LISTING
# # # # #
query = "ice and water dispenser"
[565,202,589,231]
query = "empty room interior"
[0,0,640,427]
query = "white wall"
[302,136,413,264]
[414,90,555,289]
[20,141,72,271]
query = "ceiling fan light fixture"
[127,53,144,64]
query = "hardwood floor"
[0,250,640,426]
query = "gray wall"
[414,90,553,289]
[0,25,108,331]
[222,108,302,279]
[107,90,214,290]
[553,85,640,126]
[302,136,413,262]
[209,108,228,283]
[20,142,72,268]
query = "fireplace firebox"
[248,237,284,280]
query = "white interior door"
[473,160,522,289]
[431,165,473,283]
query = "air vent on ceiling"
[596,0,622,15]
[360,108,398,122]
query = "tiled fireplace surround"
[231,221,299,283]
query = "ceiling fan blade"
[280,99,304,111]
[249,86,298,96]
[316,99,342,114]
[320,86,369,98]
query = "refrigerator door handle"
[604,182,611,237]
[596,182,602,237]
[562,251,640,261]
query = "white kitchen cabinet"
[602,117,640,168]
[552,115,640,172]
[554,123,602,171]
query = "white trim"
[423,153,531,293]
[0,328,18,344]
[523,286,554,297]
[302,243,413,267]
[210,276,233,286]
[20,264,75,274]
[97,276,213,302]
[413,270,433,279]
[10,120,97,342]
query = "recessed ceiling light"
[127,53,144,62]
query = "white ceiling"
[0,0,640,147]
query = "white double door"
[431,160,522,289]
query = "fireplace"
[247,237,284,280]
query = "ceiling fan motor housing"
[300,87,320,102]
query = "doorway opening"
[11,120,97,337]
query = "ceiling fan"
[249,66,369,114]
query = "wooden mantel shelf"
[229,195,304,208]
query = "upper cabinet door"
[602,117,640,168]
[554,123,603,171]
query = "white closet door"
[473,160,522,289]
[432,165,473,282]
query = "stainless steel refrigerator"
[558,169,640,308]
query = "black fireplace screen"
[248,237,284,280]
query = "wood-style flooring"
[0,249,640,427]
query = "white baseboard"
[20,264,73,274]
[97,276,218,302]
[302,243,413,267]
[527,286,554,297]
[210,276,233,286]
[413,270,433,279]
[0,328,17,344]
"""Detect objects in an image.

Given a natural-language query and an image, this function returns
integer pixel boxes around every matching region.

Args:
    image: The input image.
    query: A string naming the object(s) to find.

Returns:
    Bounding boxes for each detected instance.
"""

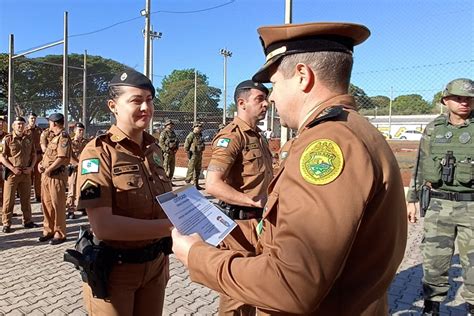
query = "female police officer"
[77,70,171,315]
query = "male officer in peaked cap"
[159,120,179,181]
[407,78,474,315]
[172,23,407,315]
[38,113,71,245]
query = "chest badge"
[300,139,344,185]
[153,153,162,167]
[459,132,471,144]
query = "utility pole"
[220,48,232,125]
[63,11,69,131]
[140,0,151,79]
[82,50,88,135]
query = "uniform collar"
[109,125,155,147]
[298,94,357,134]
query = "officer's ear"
[295,63,315,92]
[107,99,117,115]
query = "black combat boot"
[421,300,439,316]
[467,303,474,316]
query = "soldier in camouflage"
[407,79,474,315]
[184,123,205,190]
[159,120,179,181]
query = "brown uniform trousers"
[188,95,407,316]
[209,117,273,315]
[2,133,36,226]
[25,125,43,201]
[77,125,172,316]
[41,131,71,238]
[66,138,88,212]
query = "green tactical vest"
[422,115,474,192]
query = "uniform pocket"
[242,149,263,176]
[423,157,442,184]
[112,173,147,210]
[454,161,474,185]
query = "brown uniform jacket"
[71,138,89,165]
[3,132,36,169]
[209,117,273,197]
[25,125,43,155]
[188,95,407,315]
[77,125,172,248]
[41,130,72,176]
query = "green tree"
[392,94,431,115]
[155,69,221,112]
[0,54,129,124]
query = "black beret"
[48,113,64,122]
[234,80,268,103]
[109,69,155,98]
[252,22,370,82]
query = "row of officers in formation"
[2,23,474,315]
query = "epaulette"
[306,105,344,128]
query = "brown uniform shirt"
[3,132,36,169]
[40,127,54,153]
[209,117,273,197]
[77,125,172,248]
[188,95,407,315]
[41,130,71,170]
[25,125,43,154]
[71,138,89,165]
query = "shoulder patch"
[81,179,100,200]
[300,139,344,185]
[216,138,230,148]
[81,158,100,174]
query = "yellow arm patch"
[300,139,344,185]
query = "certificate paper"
[156,185,237,246]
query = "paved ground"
[0,182,466,315]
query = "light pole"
[220,48,232,124]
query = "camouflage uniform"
[407,81,474,308]
[184,128,205,185]
[159,128,179,180]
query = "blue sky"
[0,0,474,102]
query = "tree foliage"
[0,54,128,124]
[392,94,431,115]
[155,69,221,112]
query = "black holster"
[419,185,431,217]
[64,226,114,299]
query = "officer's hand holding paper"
[156,185,237,246]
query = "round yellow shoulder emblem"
[300,139,344,185]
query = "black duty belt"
[107,237,172,263]
[430,190,474,202]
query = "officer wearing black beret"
[38,113,71,245]
[25,112,43,202]
[109,69,155,99]
[0,116,37,233]
[77,69,172,316]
# # # # #
EXERCISE OBJECTIVE
Rewrite all of the records above, putting "overhead fan" wherever "ceiling fan" appears and changing nothing else. Leave the pictures out of your answer.

RESULT OF THIS EXERCISE
query = "ice and water dispenser"
[565,202,589,231]
query = "empty room interior"
[0,0,640,427]
query = "white wall"
[302,136,413,264]
[414,90,555,289]
[20,141,72,271]
query = "overhead fan light fixture"
[127,53,144,64]
query = "hardwood floor"
[0,250,640,426]
query = "gray wall"
[414,90,553,289]
[0,25,108,331]
[222,108,302,279]
[107,90,214,290]
[553,85,640,126]
[302,136,413,262]
[209,108,228,283]
[20,142,72,268]
query = "fireplace firebox"
[248,237,284,280]
query = "white interior door"
[473,160,522,289]
[431,165,473,283]
query = "air vent on ceiling"
[596,0,622,15]
[360,108,398,122]
query = "tiled fireplace surround"
[231,221,299,283]
query = "overhead fan blade"
[280,99,304,111]
[249,86,298,96]
[316,99,342,114]
[320,86,369,98]
query = "refrigerator door handle"
[604,182,611,237]
[596,182,602,237]
[562,251,640,261]
query = "white kitchen cabinet"
[602,117,640,168]
[552,115,640,172]
[554,123,602,171]
query = "white trim"
[423,153,531,293]
[0,328,18,344]
[523,286,554,297]
[302,243,413,267]
[210,276,233,286]
[20,264,75,274]
[97,276,213,302]
[413,270,433,279]
[10,120,97,342]
query = "recessed ceiling light"
[127,53,144,62]
query = "white ceiling"
[0,0,640,147]
query = "white double door"
[431,160,522,289]
query = "fireplace"
[247,237,284,280]
query = "overhead fan motor housing"
[300,87,320,102]
query = "doorway opening"
[11,120,97,337]
query = "overhead fan"
[249,66,369,114]
query = "wooden mantel shelf"
[229,195,304,208]
query = "upper cabinet door"
[602,117,640,168]
[554,123,603,171]
query = "white closet door"
[473,160,522,289]
[432,165,473,282]
query = "stainless steel refrigerator"
[558,169,640,308]
query = "black fireplace screen"
[248,237,284,280]
query = "wood-style flooring"
[0,249,640,427]
query = "white baseboard"
[20,264,73,274]
[97,276,218,302]
[302,243,413,267]
[527,286,554,297]
[210,276,233,286]
[413,270,433,279]
[0,328,17,344]
"""Detect objects in an image.

Given a natural-language query and an image, this function returns
integer pixel boxes around every matching region.

Args:
    image: The input image.
    query: A string naming the object(s) to find.

Returns:
    Bounding boxes for each detected instance.
"""

query = "female police officer"
[77,70,171,315]
query = "male officer in peaked cap"
[159,120,179,181]
[407,78,474,315]
[172,23,407,315]
[38,113,71,245]
query = "chest badge"
[300,139,344,185]
[153,153,162,167]
[459,132,471,144]
query = "utility pole"
[220,48,232,125]
[63,11,69,131]
[140,0,151,79]
[82,50,88,135]
query = "uniform collar"
[109,125,155,147]
[298,94,357,134]
query = "officer's ear"
[295,63,315,92]
[107,99,117,115]
query = "black combat boot"
[421,300,439,316]
[467,303,474,316]
query = "soldier in camouflage"
[407,79,474,315]
[184,123,205,190]
[159,120,179,181]
query = "brown uniform trousers"
[188,95,407,316]
[209,117,273,315]
[2,133,36,226]
[25,125,43,201]
[77,125,172,316]
[41,131,71,238]
[66,138,88,212]
query = "green tactical vest"
[422,115,474,192]
query = "uniform pocket"
[242,149,263,176]
[423,157,442,184]
[112,173,147,210]
[454,161,474,185]
query = "brown uniform jacket"
[71,138,89,165]
[3,132,36,169]
[209,117,273,197]
[25,125,43,155]
[188,95,407,315]
[77,125,172,248]
[41,130,72,176]
query = "green tree"
[392,94,431,115]
[155,69,221,112]
[0,54,129,124]
query = "black beret"
[48,113,64,122]
[234,80,268,103]
[109,69,155,98]
[252,22,370,82]
query = "row of officers in formation"
[2,23,474,315]
query = "epaulette"
[306,105,344,128]
query = "brown uniform shirt"
[3,132,36,169]
[40,127,54,153]
[209,117,273,197]
[77,125,172,248]
[188,95,407,315]
[41,130,71,170]
[25,125,43,154]
[71,138,89,165]
query = "shoulder patch"
[81,179,100,200]
[300,139,344,185]
[216,138,230,148]
[81,158,100,174]
query = "yellow arm patch"
[300,139,344,185]
query = "certificate paper"
[156,185,237,246]
query = "paved ground"
[0,182,466,315]
query = "light pole"
[220,48,232,124]
query = "camouflage uniform"
[407,81,474,308]
[184,128,205,185]
[159,128,179,180]
query = "blue sky"
[0,0,474,102]
query = "tree foliage"
[0,54,128,124]
[392,94,431,115]
[155,69,221,112]
query = "black holster"
[419,185,431,217]
[64,226,114,299]
query = "officer's hand holding paper"
[156,185,237,246]
query = "round yellow shoulder emblem"
[300,139,344,185]
query = "black duty belt"
[107,237,172,263]
[430,190,474,202]
query = "officer wearing black beret"
[38,113,71,245]
[25,112,43,202]
[109,69,155,99]
[0,116,37,233]
[77,69,172,316]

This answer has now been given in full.